-- Records shown start --

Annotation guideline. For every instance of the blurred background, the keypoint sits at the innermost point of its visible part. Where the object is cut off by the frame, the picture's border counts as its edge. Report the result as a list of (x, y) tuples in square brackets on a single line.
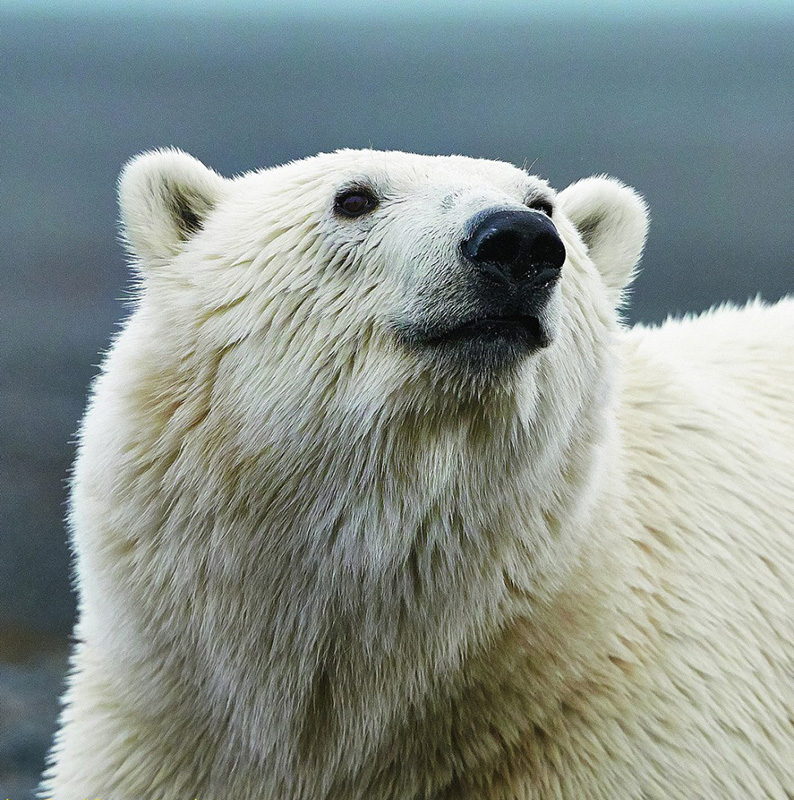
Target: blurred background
[(692, 103)]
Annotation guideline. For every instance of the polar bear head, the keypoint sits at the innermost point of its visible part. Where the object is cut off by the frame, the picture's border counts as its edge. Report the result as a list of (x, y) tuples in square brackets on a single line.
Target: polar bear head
[(380, 274)]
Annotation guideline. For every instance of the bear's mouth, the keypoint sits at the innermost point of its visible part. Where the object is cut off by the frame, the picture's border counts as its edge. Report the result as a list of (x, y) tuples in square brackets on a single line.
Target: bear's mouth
[(525, 331), (519, 329)]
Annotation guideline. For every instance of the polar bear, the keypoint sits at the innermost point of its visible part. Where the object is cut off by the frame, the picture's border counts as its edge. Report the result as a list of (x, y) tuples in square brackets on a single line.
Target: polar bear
[(376, 497)]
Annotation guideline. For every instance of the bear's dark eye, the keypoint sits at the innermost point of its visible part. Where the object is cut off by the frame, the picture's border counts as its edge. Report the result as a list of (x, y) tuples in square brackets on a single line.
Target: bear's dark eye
[(355, 202), (542, 204)]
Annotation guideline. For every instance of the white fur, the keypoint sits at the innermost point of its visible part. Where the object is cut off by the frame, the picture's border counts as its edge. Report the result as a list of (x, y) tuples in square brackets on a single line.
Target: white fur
[(313, 564)]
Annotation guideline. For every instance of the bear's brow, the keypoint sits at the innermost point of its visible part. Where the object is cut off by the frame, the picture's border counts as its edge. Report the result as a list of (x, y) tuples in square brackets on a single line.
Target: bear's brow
[(536, 193)]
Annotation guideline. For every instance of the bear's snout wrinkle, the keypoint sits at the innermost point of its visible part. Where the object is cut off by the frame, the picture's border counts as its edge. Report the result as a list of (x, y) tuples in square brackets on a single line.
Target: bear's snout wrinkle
[(516, 246)]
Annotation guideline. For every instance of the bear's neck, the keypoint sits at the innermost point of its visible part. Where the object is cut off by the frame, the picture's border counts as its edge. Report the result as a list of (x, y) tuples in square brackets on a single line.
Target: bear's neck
[(378, 587)]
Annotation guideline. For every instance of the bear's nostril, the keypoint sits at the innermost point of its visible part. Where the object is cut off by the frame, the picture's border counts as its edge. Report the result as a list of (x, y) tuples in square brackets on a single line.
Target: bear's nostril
[(497, 246)]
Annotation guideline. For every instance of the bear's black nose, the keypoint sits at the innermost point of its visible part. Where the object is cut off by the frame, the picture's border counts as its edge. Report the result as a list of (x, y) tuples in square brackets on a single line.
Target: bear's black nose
[(515, 245)]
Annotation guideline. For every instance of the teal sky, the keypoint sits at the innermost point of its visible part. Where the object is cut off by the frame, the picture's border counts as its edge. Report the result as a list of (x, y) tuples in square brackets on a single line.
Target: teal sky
[(412, 8)]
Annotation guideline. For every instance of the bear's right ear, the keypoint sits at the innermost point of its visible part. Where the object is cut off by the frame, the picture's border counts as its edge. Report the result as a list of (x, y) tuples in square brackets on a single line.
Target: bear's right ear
[(164, 196), (612, 220)]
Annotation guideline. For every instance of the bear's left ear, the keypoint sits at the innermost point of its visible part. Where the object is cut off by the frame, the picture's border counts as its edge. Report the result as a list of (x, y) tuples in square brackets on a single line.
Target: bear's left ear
[(612, 220), (164, 196)]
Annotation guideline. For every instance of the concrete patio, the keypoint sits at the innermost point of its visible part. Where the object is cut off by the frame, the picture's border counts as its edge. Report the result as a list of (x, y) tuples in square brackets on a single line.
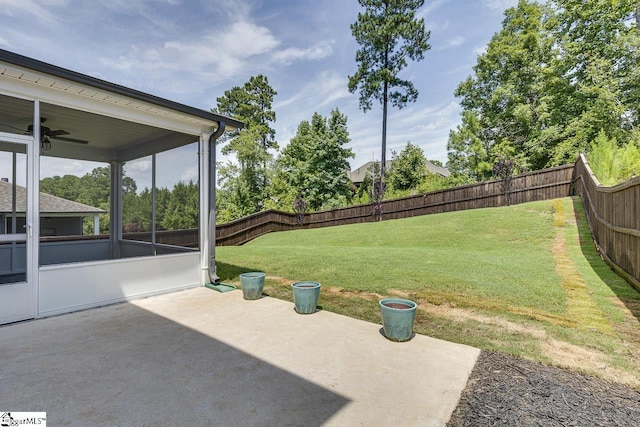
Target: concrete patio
[(201, 358)]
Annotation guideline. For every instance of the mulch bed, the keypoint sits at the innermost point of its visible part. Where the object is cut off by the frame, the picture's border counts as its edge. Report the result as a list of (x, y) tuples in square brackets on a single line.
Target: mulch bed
[(506, 391)]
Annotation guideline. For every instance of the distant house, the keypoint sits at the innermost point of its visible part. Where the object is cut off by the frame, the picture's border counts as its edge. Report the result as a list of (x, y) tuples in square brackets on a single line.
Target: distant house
[(58, 216), (357, 176)]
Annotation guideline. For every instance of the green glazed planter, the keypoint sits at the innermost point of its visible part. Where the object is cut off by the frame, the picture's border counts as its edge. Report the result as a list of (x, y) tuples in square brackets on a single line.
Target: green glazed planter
[(305, 296), (252, 284), (397, 318)]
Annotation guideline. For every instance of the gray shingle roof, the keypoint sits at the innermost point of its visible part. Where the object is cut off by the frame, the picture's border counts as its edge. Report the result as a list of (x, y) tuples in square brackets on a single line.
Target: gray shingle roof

-- Records shown end --

Can you recast the stretch of material from the line containing "Annotation guideline. For every instance of the white" through the line containing "[(378, 587)]" as a two-column CSV with the headers request and response? Each request needs its own row, with its text and its answer each in one quoted field and line breaks replaced by spaces.

Solution >>
request,response
"Annotation guideline. For every instance of the white fur, the keypoint sits at the innermost point of its visible part. Where the object is cut off by the frame, the picture's border counts as its edge. Report the result as a list of (x, y) tuples in square brackets on a single line. Target: white fur","[(313, 564)]"
"Annotation guideline. For every instance of the bear's brow, the keypoint sits at the innermost point of its visible part. Where the object is cut off by the frame, the picture's border counts as its edge. Report the result as a list of (x, y) tuples in square brackets on a single line. Target: bear's brow","[(536, 193)]"
"Annotation guideline. For every instance of the bear's snout wrinkle, the keypoint sits at the innermost point of its visible part. Where the object is cut off by the frame, the picture's border counts as its edge. Report the result as a list of (x, y) tuples in square brackets on a single line. Target: bear's snout wrinkle","[(516, 246)]"
"Annotation guideline. For every instance of the bear's neck, the keypoint sits at the innermost point of its visible part. Where the object is cut off by the frame, the picture's border counts as its edge. Report the result as a list of (x, y) tuples in square brackets on a single line. Target: bear's neck","[(378, 587)]"